# To do:
Gather all lines with "glittering" from the records.

# Given records:

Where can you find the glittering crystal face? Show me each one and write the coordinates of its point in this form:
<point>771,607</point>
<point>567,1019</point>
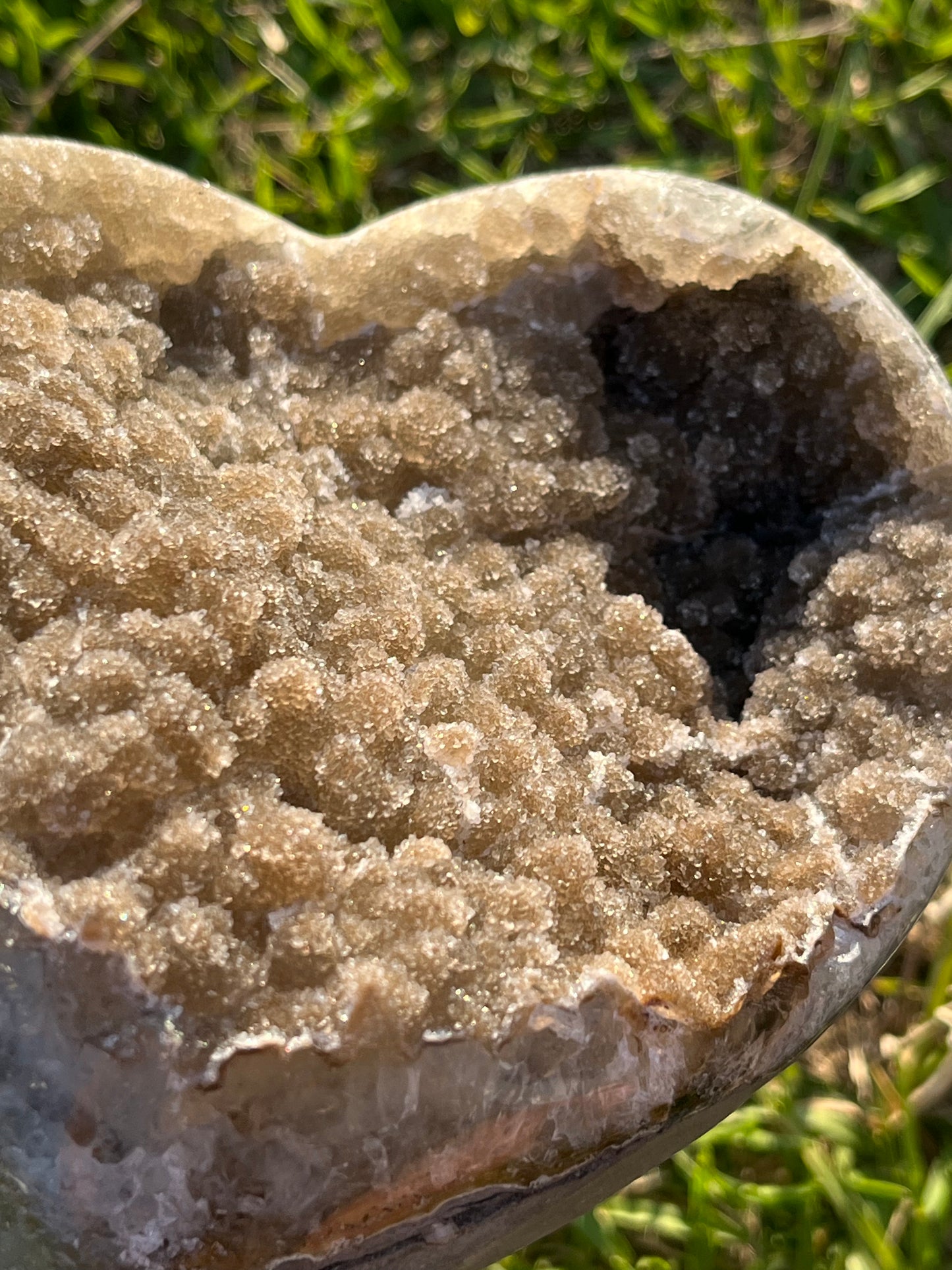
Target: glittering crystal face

==

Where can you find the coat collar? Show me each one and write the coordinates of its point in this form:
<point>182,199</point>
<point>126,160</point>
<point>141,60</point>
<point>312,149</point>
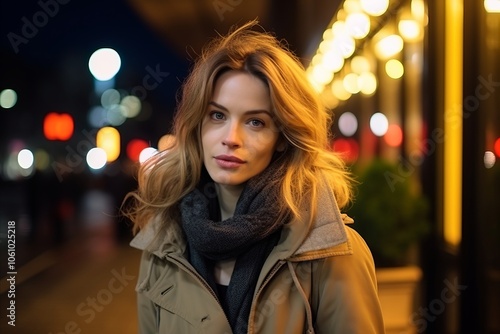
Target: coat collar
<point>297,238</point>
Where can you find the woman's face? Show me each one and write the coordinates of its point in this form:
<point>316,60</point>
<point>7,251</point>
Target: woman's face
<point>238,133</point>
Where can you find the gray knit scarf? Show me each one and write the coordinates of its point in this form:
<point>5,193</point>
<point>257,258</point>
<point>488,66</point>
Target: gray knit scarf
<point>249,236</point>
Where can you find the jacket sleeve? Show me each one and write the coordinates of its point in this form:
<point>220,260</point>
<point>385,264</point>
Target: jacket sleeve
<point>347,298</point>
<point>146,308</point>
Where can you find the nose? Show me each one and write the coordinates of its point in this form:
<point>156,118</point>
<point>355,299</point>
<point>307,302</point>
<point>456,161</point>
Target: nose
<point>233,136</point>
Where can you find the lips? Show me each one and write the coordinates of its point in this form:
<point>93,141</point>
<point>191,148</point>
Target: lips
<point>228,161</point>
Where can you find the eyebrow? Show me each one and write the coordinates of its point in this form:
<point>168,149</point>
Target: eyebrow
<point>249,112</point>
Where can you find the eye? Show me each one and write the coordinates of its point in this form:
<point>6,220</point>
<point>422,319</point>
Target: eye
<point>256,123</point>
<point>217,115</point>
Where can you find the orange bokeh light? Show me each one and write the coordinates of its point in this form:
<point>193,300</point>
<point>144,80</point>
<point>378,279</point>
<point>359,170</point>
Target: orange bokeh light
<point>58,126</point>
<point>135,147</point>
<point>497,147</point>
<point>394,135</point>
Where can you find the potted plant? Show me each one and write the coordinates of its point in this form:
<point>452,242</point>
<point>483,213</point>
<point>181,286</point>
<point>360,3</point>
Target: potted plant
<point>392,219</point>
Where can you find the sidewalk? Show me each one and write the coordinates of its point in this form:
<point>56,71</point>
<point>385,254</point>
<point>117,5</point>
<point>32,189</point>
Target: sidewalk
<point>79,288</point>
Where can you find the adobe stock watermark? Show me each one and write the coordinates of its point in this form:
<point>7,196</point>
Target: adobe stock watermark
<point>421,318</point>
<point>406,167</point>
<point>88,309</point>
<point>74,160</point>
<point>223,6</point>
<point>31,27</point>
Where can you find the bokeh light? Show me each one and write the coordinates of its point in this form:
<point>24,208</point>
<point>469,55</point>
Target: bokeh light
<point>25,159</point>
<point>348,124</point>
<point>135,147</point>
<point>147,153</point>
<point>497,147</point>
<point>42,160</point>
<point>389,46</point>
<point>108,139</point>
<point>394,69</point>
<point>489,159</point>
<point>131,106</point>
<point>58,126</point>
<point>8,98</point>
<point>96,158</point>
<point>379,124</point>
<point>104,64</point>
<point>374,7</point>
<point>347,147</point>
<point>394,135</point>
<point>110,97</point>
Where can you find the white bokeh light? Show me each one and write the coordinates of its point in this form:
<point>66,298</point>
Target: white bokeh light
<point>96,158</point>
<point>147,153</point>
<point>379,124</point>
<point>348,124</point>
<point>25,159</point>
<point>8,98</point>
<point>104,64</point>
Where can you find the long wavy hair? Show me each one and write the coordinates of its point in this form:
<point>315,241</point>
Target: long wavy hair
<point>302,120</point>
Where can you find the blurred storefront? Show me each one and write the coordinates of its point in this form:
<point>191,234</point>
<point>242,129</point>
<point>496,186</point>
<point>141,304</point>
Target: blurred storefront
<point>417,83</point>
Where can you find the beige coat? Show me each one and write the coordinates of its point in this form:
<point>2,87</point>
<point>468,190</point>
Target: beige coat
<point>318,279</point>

* * *

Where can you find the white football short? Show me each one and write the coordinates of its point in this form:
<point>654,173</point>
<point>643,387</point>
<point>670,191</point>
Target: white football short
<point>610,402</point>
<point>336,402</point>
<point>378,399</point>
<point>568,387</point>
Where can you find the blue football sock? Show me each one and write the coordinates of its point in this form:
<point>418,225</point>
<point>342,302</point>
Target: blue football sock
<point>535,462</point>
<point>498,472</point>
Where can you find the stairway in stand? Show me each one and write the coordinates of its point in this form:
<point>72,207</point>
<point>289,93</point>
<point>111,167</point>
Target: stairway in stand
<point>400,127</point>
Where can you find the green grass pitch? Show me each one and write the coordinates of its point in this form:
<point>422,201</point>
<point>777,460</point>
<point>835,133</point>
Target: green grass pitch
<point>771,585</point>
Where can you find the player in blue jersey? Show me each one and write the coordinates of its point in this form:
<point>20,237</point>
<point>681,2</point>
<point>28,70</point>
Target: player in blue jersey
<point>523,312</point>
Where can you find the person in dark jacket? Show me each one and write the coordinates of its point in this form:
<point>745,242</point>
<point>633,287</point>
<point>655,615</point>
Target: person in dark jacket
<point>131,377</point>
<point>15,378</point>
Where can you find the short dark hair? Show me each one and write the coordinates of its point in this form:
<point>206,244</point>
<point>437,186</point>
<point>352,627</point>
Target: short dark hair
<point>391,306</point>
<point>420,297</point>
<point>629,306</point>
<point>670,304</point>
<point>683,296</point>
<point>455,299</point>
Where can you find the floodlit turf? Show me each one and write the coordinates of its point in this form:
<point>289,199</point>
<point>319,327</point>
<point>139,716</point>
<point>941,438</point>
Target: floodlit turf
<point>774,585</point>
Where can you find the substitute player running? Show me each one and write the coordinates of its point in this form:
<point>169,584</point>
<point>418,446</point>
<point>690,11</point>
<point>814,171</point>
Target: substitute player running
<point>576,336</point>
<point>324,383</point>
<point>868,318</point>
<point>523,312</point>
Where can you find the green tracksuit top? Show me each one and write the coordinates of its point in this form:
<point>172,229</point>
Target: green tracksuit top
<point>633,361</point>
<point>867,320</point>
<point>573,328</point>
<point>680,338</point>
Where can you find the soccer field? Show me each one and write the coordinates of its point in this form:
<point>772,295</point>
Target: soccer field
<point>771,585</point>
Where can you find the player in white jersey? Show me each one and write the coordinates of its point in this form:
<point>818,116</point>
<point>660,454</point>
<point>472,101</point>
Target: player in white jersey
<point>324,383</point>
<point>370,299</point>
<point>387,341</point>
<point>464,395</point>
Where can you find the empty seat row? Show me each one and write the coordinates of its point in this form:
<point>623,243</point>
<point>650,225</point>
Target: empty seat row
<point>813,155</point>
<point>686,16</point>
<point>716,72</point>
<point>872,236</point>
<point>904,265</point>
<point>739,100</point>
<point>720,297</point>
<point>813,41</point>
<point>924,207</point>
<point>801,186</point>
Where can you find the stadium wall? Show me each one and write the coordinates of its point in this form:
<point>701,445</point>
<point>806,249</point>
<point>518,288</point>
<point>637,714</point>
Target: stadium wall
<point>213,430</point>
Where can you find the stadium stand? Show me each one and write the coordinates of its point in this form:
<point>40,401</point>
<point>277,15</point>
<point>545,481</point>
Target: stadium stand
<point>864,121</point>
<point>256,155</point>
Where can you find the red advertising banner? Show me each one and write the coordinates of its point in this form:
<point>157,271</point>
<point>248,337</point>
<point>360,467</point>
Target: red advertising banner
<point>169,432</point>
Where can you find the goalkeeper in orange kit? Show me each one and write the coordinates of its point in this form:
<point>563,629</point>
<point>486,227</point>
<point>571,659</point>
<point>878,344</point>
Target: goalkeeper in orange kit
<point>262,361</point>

# Your solution:
Where can you find the glittering crystal face? Show me each one and write the coordinates of its point in this form:
Target: glittering crystal face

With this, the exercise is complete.